Exercise task — Which lines in the entries below contain the string "gloves", with case counting? Pick out every such line and copy it.

Data in this exercise —
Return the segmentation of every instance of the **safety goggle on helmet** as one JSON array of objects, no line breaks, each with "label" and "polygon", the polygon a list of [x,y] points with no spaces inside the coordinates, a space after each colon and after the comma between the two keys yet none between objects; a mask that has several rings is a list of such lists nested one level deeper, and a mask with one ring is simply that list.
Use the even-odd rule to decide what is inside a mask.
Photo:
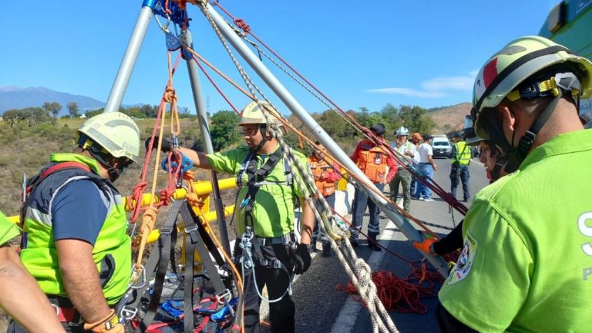
[{"label": "safety goggle on helmet", "polygon": [[[551,75],[528,82],[526,87],[521,86],[526,79],[552,66],[564,66],[563,71],[571,73]],[[575,80],[570,77],[572,73],[577,76]],[[471,112],[475,133],[484,139],[489,138],[480,116],[484,109],[497,106],[504,98],[515,101],[545,94],[555,95],[561,88],[586,98],[592,95],[591,75],[592,63],[589,60],[549,39],[527,36],[510,42],[485,63],[475,80]]]}]

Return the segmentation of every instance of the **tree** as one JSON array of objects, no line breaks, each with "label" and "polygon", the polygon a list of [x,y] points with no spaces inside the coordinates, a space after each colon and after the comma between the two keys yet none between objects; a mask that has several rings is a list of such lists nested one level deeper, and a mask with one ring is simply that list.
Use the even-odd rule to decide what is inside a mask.
[{"label": "tree", "polygon": [[86,113],[87,118],[90,118],[90,117],[94,117],[97,114],[101,114],[101,113],[103,113],[103,110],[105,110],[105,109],[101,108],[98,110],[95,110],[94,111],[87,111],[87,113]]},{"label": "tree", "polygon": [[218,151],[225,147],[240,140],[241,135],[237,131],[239,116],[234,111],[219,111],[210,118],[212,121],[212,145]]},{"label": "tree", "polygon": [[42,108],[47,114],[51,114],[55,118],[61,110],[61,104],[57,102],[45,102]]},{"label": "tree", "polygon": [[356,113],[356,118],[357,122],[363,126],[369,127],[372,126],[370,124],[370,112],[368,111],[368,108],[364,106],[360,108],[360,112]]},{"label": "tree", "polygon": [[68,102],[68,112],[72,117],[78,117],[78,103],[74,101]]}]

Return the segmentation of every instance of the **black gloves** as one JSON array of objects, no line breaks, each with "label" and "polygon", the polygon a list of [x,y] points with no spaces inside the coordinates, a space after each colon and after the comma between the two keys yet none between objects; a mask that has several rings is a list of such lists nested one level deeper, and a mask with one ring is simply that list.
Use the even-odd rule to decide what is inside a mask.
[{"label": "black gloves", "polygon": [[[146,146],[146,150],[148,150],[148,146],[150,145],[150,138],[146,139],[146,142],[144,144]],[[156,136],[154,136],[154,146],[152,147],[152,149],[156,149],[156,147],[158,147],[158,145],[157,145],[158,144],[158,136],[156,135]],[[163,138],[163,143],[161,145],[161,151],[162,151],[163,153],[168,153],[168,152],[170,151],[170,150],[172,149],[172,145],[171,145],[170,141]]]},{"label": "black gloves", "polygon": [[309,269],[311,267],[311,254],[309,253],[308,246],[299,244],[294,251],[294,274],[301,274]]}]

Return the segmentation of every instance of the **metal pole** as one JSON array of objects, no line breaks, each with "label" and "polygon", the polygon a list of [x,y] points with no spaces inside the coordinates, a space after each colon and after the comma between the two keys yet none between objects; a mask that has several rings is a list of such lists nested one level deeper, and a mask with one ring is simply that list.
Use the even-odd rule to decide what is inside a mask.
[{"label": "metal pole", "polygon": [[[259,60],[259,58],[251,50],[246,44],[235,33],[235,31],[224,21],[223,18],[210,6],[206,5],[206,10],[214,19],[216,25],[226,39],[232,44],[236,50],[244,58],[265,83],[275,92],[288,108],[309,130],[311,130],[318,141],[327,148],[331,154],[339,162],[345,165],[355,175],[356,177],[364,179],[367,184],[371,184],[369,179],[353,163],[350,157],[335,143],[324,129],[304,110],[302,105],[281,84],[269,69]],[[362,184],[361,184],[362,185]],[[362,185],[363,186],[363,185]],[[420,241],[419,232],[409,223],[404,216],[395,213],[387,207],[387,202],[372,191],[367,191],[368,195],[372,198],[385,214],[392,221],[397,227],[411,241]],[[438,269],[443,276],[448,276],[446,262],[441,257],[429,256],[422,253],[426,258]]]},{"label": "metal pole", "polygon": [[[191,48],[193,48],[191,32],[189,29],[183,31],[185,43]],[[187,71],[189,73],[189,81],[191,82],[191,91],[193,93],[193,102],[195,104],[195,110],[198,113],[198,120],[200,123],[200,132],[202,133],[202,141],[204,145],[204,150],[206,154],[213,154],[214,147],[212,145],[212,138],[208,126],[207,112],[202,95],[201,84],[200,84],[200,76],[198,73],[198,65],[193,59],[186,59],[187,63]],[[216,172],[212,170],[212,189],[214,195],[214,205],[216,207],[216,215],[218,219],[218,230],[220,232],[220,238],[222,239],[222,246],[227,253],[230,252],[230,242],[228,239],[228,230],[226,229],[226,221],[224,219],[224,206],[222,204],[222,198],[220,196],[220,187],[218,186],[218,176]]]},{"label": "metal pole", "polygon": [[150,0],[144,1],[142,9],[140,10],[140,15],[135,22],[135,27],[134,27],[133,32],[130,37],[129,42],[128,42],[128,48],[126,49],[124,59],[121,59],[121,64],[117,71],[117,76],[115,77],[115,81],[113,82],[111,92],[107,99],[104,112],[119,111],[119,107],[121,106],[121,101],[123,101],[124,95],[126,94],[131,72],[133,71],[138,54],[140,53],[142,42],[144,40],[144,36],[146,36],[146,31],[148,29],[148,24],[150,23],[150,18],[152,17],[151,6],[154,6],[153,2]]}]

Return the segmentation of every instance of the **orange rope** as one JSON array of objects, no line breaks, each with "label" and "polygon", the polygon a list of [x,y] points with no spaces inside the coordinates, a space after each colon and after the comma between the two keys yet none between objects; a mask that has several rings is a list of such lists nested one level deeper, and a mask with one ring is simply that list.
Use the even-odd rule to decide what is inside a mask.
[{"label": "orange rope", "polygon": [[[176,101],[177,96],[175,96],[175,89],[172,88],[172,68],[171,66],[170,51],[168,50],[167,51],[167,59],[168,60],[168,82],[167,83],[167,88],[165,90],[165,94],[163,96],[163,100],[167,103],[175,103],[175,101]],[[162,110],[159,110],[159,112],[161,112],[163,117],[161,118],[158,143],[156,145],[156,159],[154,163],[154,169],[152,174],[152,184],[150,190],[150,202],[148,205],[148,208],[144,211],[144,214],[142,218],[142,225],[140,227],[140,231],[142,233],[142,238],[140,240],[138,260],[135,262],[135,268],[137,269],[139,269],[142,266],[142,259],[144,256],[146,239],[148,237],[148,235],[154,228],[154,223],[156,220],[156,213],[158,212],[158,209],[154,207],[154,198],[156,198],[156,184],[158,178],[158,168],[161,164],[161,148],[163,145],[163,134],[164,133],[165,121],[166,119],[166,104],[161,103],[160,108]],[[172,109],[172,108],[171,108],[171,109]],[[171,128],[172,127],[172,126],[171,126]],[[170,179],[169,182],[170,182]]]}]

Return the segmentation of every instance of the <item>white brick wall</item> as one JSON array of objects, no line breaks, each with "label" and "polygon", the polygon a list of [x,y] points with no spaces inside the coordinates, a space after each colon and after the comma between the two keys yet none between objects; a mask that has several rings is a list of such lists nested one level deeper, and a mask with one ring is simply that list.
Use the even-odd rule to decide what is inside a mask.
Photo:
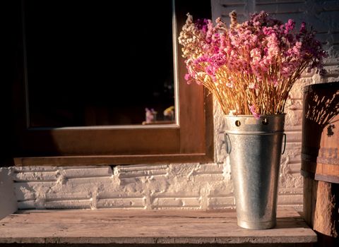
[{"label": "white brick wall", "polygon": [[[288,2],[288,3],[287,3]],[[256,3],[256,4],[255,4]],[[278,4],[277,3],[279,3]],[[278,205],[302,207],[301,131],[302,88],[339,80],[339,2],[337,1],[213,0],[213,18],[239,19],[266,10],[276,18],[294,18],[319,28],[319,37],[330,53],[327,77],[305,73],[292,90],[286,109],[286,152],[282,157]],[[331,11],[329,11],[331,10]],[[222,114],[215,102],[215,163],[139,164],[112,167],[16,167],[13,179],[20,209],[139,208],[210,209],[234,206],[230,167],[225,151]]]}]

Full answer —
Return the segmentation of every instance of the **black gloves** as one JSON array of objects, no line breaks, each with "label" and "polygon", the polygon a list of [x,y] points with no spaces inside the coordinates, a space after each colon and after the comma between the two keys yet none between objects; a mask that has several rings is a list of such lists nested one level deeper, and a mask with one ring is simply that list.
[{"label": "black gloves", "polygon": [[[146,146],[146,150],[148,150],[148,146],[150,145],[150,138],[146,139],[146,142],[144,144]],[[156,136],[154,136],[154,146],[152,147],[152,149],[156,149],[156,147],[158,147],[158,145],[157,145],[158,144],[158,136],[156,135]],[[163,138],[163,143],[161,145],[161,151],[162,151],[163,153],[168,153],[168,152],[170,151],[170,150],[172,149],[172,145],[171,145],[170,141]]]},{"label": "black gloves", "polygon": [[309,269],[311,267],[311,254],[309,253],[308,246],[299,244],[294,251],[294,274],[301,274]]}]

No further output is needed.